┌────────
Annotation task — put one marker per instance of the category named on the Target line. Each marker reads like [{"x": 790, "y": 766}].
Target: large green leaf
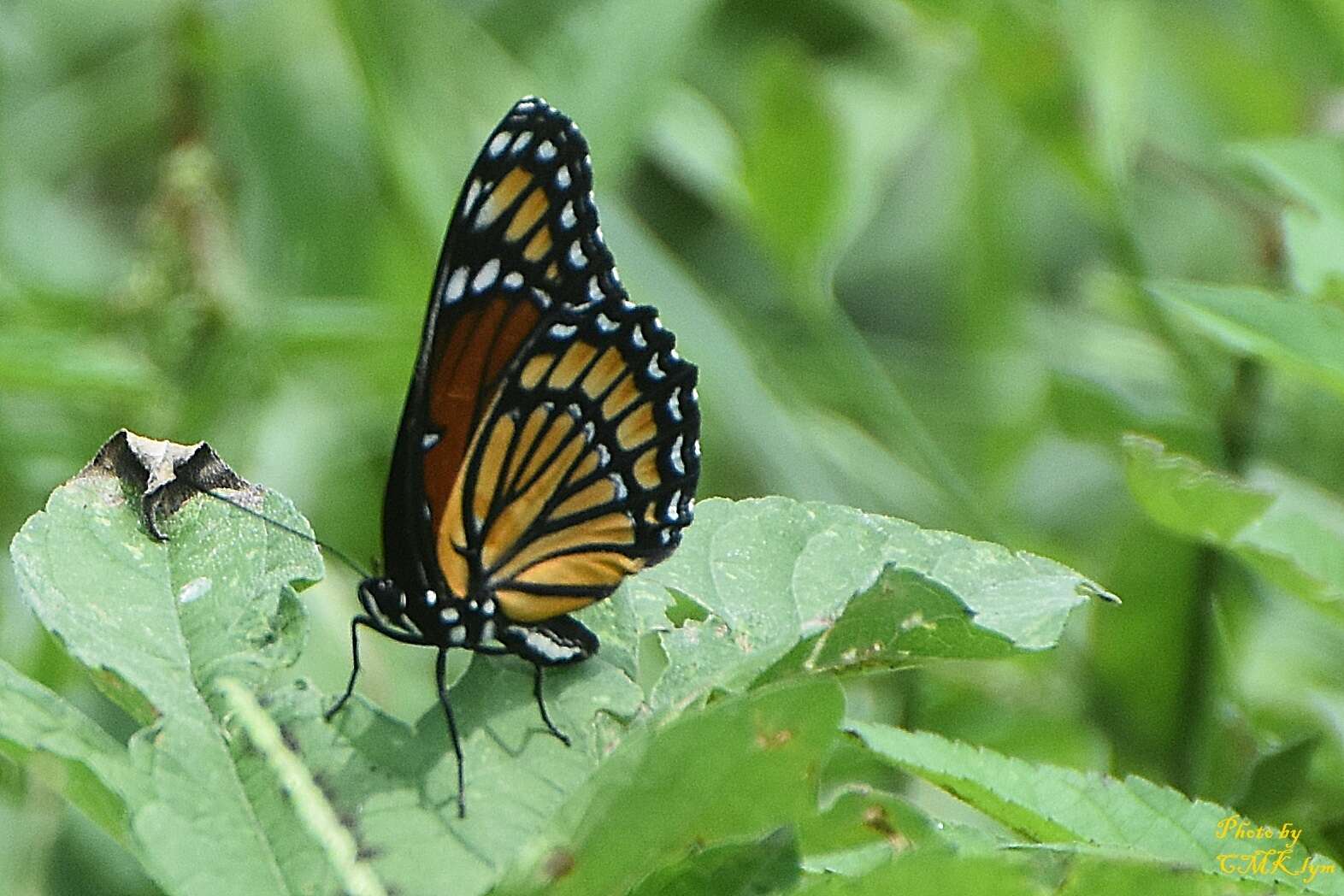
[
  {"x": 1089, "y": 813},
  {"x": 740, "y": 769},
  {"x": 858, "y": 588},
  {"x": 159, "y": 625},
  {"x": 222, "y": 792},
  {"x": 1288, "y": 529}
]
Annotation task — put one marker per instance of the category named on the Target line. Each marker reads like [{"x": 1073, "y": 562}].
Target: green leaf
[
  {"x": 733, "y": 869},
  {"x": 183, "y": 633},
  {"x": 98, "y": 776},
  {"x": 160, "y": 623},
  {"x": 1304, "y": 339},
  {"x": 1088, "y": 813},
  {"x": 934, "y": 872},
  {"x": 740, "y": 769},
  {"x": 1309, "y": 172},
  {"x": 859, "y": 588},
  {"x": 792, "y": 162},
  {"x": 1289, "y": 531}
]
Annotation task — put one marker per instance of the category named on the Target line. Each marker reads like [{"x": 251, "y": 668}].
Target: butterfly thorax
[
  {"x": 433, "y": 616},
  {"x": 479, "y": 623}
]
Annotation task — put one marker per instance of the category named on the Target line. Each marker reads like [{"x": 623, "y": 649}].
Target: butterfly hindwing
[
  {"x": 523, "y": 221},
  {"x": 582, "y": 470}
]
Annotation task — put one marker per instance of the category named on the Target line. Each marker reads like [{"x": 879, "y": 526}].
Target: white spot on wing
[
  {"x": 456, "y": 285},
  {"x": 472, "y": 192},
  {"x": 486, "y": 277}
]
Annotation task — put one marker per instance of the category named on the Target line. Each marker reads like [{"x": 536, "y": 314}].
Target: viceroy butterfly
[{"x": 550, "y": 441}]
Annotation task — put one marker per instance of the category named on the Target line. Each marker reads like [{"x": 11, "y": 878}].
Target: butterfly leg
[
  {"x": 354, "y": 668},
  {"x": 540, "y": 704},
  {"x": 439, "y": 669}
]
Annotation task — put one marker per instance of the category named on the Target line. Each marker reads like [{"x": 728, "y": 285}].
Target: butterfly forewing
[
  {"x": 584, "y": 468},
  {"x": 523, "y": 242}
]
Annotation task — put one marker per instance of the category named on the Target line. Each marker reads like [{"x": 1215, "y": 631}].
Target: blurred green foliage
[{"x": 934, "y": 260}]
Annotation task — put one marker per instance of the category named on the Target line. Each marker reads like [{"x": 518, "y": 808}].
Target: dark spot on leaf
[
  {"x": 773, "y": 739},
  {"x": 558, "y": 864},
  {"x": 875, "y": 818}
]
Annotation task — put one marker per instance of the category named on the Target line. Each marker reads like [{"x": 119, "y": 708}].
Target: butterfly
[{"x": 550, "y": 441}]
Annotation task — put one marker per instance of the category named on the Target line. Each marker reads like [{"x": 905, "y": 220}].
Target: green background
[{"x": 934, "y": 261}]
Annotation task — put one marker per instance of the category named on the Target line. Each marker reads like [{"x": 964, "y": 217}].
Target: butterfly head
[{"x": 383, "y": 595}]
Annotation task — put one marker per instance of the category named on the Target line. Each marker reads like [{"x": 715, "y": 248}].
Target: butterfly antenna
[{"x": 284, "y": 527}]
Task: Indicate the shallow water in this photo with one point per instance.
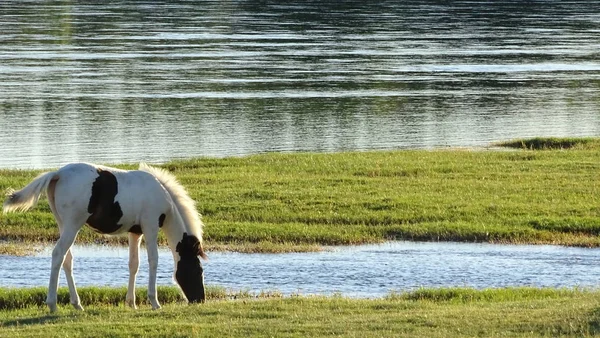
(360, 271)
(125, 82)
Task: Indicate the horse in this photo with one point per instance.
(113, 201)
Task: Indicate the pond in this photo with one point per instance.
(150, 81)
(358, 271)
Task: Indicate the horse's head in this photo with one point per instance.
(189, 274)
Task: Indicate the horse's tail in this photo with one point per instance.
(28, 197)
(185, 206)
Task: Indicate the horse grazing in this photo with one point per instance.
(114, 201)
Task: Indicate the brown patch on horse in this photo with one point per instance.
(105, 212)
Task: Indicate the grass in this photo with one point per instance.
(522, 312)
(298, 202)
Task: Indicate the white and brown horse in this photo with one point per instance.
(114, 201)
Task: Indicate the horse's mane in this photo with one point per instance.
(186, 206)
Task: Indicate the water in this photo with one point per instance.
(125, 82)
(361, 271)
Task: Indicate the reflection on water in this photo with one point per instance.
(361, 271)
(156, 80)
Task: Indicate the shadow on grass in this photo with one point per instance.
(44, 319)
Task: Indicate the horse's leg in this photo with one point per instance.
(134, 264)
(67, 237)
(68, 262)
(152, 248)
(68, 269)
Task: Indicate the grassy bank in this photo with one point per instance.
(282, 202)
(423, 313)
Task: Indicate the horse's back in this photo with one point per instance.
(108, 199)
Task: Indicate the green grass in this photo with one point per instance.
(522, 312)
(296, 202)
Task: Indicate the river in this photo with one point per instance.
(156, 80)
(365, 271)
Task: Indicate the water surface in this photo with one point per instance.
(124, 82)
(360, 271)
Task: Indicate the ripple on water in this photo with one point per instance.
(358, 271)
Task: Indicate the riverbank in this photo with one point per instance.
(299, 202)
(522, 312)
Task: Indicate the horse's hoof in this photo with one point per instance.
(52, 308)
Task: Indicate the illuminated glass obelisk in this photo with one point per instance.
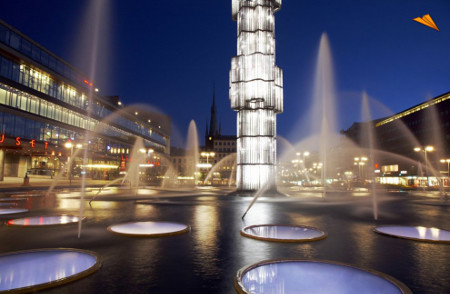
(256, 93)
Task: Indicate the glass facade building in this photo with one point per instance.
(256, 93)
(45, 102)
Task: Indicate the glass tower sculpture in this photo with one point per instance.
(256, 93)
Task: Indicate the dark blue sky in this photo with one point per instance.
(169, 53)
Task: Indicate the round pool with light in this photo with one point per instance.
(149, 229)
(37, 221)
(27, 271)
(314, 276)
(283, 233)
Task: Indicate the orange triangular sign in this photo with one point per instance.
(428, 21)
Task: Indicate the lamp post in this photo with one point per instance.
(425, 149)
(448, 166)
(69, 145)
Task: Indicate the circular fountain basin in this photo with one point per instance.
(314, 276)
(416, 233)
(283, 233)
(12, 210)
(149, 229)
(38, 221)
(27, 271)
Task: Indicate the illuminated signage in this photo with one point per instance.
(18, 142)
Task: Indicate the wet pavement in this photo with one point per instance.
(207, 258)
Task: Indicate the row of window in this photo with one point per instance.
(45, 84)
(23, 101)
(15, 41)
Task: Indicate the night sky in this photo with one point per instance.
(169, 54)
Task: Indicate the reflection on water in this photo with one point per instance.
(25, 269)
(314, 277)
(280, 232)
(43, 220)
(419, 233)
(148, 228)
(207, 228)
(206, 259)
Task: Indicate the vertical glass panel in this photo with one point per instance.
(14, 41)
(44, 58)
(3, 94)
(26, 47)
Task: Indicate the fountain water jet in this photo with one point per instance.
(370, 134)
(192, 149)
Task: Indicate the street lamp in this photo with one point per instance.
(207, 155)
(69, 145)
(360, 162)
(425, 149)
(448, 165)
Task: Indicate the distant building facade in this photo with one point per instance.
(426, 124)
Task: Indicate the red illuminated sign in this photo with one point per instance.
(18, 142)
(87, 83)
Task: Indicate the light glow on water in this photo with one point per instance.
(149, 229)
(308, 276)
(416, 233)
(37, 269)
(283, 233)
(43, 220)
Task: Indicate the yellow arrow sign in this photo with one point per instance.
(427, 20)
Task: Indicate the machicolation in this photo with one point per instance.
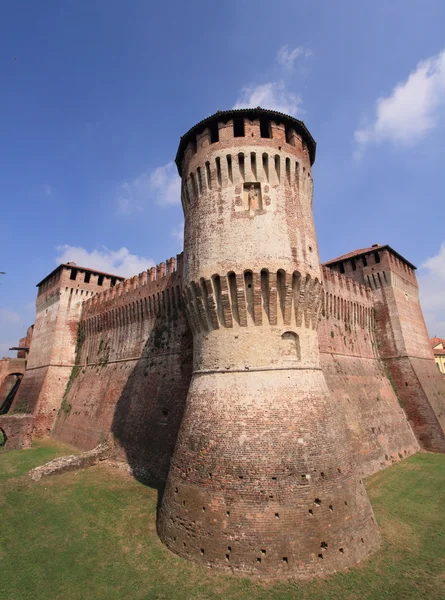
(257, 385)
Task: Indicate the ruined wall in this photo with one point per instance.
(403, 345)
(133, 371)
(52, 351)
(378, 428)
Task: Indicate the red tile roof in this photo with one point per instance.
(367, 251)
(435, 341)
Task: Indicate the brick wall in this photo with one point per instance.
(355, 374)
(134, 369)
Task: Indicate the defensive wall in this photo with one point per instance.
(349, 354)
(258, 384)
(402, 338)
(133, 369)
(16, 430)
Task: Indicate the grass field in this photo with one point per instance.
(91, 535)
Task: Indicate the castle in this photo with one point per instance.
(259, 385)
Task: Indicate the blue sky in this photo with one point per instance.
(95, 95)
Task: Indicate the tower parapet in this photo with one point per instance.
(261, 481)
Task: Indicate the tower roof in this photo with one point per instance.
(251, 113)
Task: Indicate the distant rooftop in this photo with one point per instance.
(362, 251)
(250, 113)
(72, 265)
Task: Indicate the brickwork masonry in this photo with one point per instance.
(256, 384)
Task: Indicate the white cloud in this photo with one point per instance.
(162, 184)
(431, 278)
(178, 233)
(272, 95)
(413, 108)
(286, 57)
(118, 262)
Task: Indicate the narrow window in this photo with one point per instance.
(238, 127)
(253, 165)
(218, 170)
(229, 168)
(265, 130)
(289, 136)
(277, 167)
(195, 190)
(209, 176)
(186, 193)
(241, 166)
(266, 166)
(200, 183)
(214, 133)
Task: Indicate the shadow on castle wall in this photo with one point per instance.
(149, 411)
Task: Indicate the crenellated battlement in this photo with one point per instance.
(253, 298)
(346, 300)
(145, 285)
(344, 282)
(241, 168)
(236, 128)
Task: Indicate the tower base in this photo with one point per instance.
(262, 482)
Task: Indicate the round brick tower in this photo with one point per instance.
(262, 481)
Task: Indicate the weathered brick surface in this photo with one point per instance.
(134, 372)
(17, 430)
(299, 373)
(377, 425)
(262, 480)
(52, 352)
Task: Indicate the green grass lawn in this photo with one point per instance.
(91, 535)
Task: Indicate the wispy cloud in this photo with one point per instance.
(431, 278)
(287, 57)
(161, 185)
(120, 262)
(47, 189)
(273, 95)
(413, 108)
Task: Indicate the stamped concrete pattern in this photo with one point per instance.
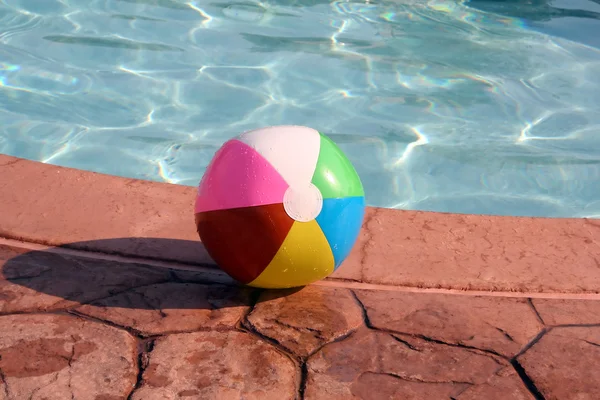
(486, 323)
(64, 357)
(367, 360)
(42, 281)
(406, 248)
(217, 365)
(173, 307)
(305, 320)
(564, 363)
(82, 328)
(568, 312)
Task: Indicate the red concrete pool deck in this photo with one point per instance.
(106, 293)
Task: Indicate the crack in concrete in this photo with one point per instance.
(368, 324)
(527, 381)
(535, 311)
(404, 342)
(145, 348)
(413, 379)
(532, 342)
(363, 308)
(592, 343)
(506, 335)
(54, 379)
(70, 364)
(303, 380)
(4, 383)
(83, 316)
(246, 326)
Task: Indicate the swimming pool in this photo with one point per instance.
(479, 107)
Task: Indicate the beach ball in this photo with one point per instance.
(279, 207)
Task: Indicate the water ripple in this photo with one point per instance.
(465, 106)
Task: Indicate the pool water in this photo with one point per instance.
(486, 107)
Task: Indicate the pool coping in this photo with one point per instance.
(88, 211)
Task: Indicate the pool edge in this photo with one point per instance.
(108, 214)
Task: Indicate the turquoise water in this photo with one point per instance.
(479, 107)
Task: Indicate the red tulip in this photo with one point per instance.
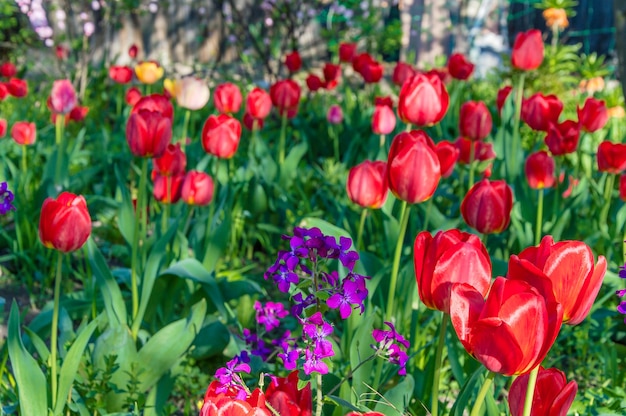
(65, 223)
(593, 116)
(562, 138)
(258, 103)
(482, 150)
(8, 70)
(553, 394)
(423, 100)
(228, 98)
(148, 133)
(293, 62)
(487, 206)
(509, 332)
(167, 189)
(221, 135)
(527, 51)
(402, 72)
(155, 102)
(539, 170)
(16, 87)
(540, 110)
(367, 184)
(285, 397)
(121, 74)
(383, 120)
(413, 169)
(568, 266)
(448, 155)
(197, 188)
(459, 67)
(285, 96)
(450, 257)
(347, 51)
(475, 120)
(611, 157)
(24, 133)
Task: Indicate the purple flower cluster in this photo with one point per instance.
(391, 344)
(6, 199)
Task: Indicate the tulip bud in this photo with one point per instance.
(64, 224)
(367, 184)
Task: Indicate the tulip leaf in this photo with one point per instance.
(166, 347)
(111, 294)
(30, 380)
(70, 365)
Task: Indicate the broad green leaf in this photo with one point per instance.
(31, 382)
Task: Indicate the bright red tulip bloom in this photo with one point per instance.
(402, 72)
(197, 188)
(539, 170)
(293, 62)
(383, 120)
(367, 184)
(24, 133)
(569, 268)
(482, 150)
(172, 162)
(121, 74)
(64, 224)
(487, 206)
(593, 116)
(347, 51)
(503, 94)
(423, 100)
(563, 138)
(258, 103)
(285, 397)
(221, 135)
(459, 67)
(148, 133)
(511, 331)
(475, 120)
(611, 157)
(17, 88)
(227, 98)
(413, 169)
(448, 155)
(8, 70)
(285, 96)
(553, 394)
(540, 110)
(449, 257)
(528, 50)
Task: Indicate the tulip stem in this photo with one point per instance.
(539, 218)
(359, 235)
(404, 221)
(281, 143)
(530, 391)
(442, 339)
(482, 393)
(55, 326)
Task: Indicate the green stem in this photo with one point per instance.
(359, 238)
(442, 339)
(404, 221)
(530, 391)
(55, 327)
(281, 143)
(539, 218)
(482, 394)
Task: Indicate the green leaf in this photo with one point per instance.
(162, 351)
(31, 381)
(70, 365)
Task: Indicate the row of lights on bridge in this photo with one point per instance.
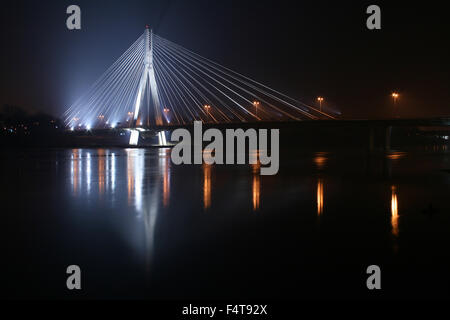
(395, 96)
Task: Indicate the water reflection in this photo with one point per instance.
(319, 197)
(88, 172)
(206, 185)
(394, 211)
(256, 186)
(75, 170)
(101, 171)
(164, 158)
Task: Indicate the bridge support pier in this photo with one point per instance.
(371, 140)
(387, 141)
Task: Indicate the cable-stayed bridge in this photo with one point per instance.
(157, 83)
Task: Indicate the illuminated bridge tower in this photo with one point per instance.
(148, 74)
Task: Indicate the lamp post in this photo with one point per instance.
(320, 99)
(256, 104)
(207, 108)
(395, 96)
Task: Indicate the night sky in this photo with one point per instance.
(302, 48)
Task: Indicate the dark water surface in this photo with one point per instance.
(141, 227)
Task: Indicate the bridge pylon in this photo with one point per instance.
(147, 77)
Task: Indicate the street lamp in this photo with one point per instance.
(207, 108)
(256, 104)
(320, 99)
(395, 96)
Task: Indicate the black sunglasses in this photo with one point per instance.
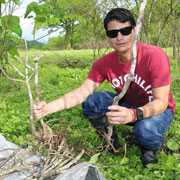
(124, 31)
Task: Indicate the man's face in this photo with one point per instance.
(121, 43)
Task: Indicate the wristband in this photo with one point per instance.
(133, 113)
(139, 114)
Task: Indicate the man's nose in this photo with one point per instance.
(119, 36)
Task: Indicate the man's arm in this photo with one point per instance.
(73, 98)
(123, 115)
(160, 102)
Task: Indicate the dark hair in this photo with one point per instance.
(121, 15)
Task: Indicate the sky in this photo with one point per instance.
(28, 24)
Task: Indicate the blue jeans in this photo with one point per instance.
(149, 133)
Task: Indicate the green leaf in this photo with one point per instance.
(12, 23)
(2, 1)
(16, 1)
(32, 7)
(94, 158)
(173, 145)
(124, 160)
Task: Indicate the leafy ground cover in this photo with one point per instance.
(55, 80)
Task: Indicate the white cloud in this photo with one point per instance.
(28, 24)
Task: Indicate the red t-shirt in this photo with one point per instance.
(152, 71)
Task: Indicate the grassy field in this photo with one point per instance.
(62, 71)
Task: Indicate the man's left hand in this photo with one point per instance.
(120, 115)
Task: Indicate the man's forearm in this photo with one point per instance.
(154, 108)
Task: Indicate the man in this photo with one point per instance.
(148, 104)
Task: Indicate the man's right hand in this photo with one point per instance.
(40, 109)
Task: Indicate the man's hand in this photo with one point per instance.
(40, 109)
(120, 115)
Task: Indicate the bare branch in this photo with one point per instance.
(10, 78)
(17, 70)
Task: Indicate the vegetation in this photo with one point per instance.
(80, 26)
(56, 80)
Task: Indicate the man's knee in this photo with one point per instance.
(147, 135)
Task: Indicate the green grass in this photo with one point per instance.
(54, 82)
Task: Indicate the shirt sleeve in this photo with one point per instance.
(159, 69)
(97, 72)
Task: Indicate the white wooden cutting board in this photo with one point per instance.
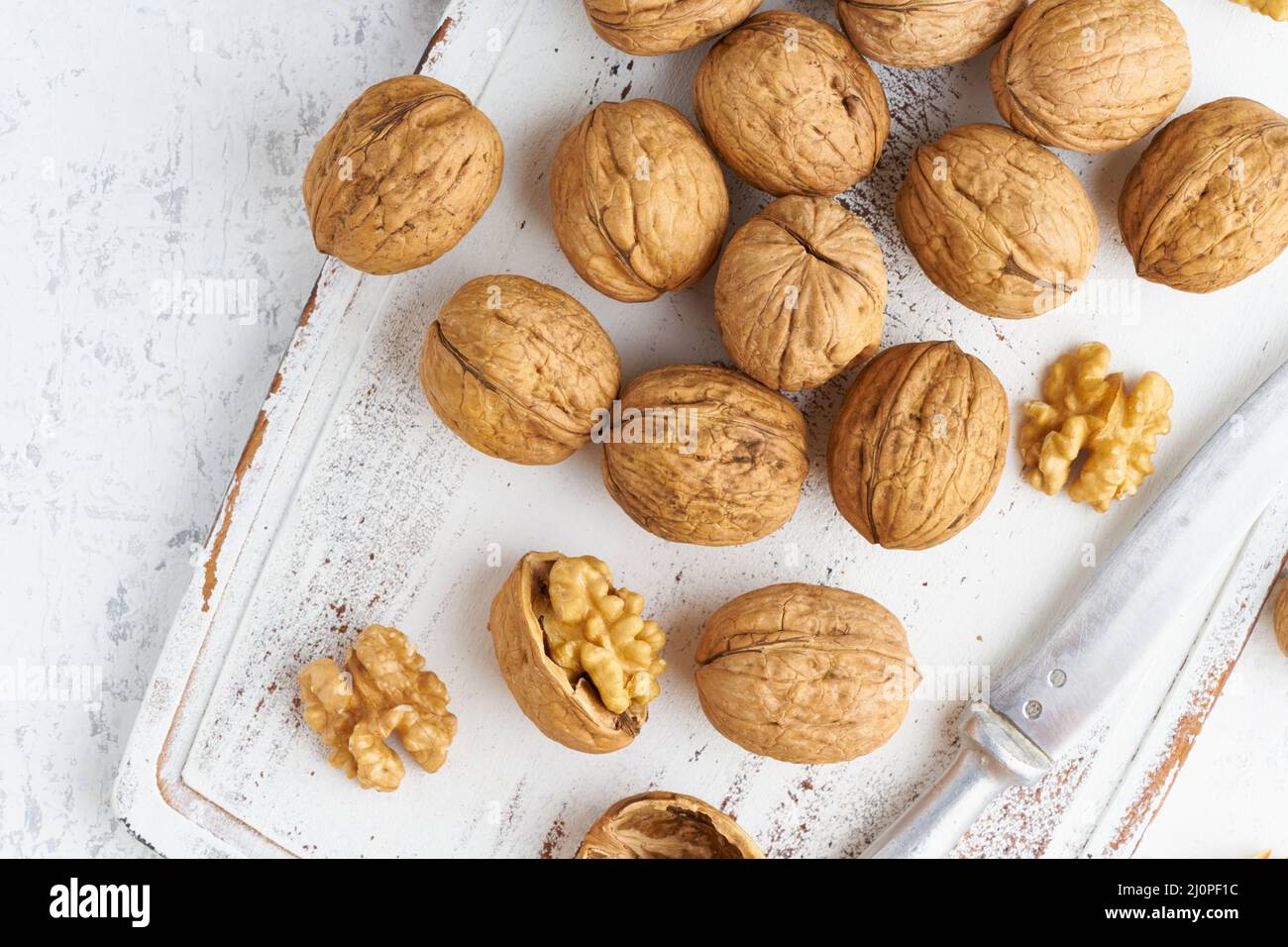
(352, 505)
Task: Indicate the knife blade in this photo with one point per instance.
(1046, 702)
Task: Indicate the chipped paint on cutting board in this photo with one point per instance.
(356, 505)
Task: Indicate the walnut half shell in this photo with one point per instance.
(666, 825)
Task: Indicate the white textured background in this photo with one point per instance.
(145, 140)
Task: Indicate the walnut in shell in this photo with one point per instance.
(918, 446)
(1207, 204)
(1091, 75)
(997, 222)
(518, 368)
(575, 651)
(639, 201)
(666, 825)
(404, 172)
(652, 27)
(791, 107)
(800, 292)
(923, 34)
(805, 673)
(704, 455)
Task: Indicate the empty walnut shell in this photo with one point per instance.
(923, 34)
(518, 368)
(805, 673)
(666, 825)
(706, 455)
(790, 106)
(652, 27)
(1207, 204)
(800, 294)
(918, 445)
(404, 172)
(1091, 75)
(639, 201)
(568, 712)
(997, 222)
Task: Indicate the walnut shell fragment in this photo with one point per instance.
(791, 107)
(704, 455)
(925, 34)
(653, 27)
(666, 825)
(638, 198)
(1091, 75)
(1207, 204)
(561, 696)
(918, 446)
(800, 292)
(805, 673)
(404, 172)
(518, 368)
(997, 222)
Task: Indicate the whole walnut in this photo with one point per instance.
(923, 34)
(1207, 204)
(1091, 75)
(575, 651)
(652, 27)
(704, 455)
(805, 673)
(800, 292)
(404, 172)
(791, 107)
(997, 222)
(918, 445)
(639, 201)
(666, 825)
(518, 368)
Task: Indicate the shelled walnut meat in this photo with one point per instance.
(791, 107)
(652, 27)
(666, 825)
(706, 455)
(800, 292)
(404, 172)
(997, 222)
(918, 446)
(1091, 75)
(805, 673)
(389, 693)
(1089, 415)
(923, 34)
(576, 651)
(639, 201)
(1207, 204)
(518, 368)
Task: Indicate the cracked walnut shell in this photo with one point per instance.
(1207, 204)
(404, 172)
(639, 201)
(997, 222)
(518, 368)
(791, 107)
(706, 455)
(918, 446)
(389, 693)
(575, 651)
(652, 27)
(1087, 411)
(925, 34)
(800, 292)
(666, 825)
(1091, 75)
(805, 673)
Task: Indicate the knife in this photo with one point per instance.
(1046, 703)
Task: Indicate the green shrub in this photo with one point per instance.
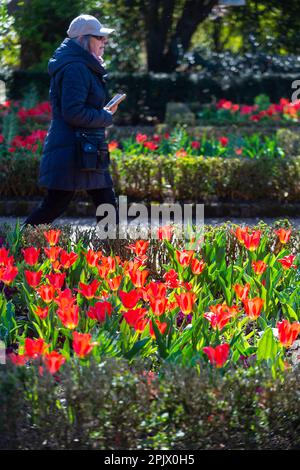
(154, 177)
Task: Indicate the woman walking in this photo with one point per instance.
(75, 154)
└────────
Starting at the line that contains "Task: Indicate the shelled", write out exactly each line through the last one in the listing above, leaving out the pictures and adding nothing else.

### Exercise answer
Task: Indicate the shelled walnut meat in this photo with one point per instance.
(791, 107)
(652, 27)
(666, 825)
(706, 455)
(800, 292)
(404, 172)
(997, 222)
(918, 446)
(1091, 75)
(805, 673)
(389, 693)
(1089, 415)
(923, 34)
(576, 651)
(639, 201)
(1207, 204)
(518, 368)
Task: Indicate the cracked walnut shell in this photo with one point per instance.
(1207, 204)
(404, 172)
(639, 201)
(997, 222)
(518, 368)
(791, 107)
(706, 455)
(918, 446)
(389, 693)
(575, 651)
(652, 27)
(1087, 411)
(925, 34)
(800, 292)
(666, 825)
(1091, 75)
(805, 673)
Task: Indicate the knife in this photo with one point per instance.
(1046, 703)
Task: Indicate the green shrub in this photo with one point per instance.
(154, 177)
Task: Indicate the woman walking in this photo with one point per instance.
(75, 154)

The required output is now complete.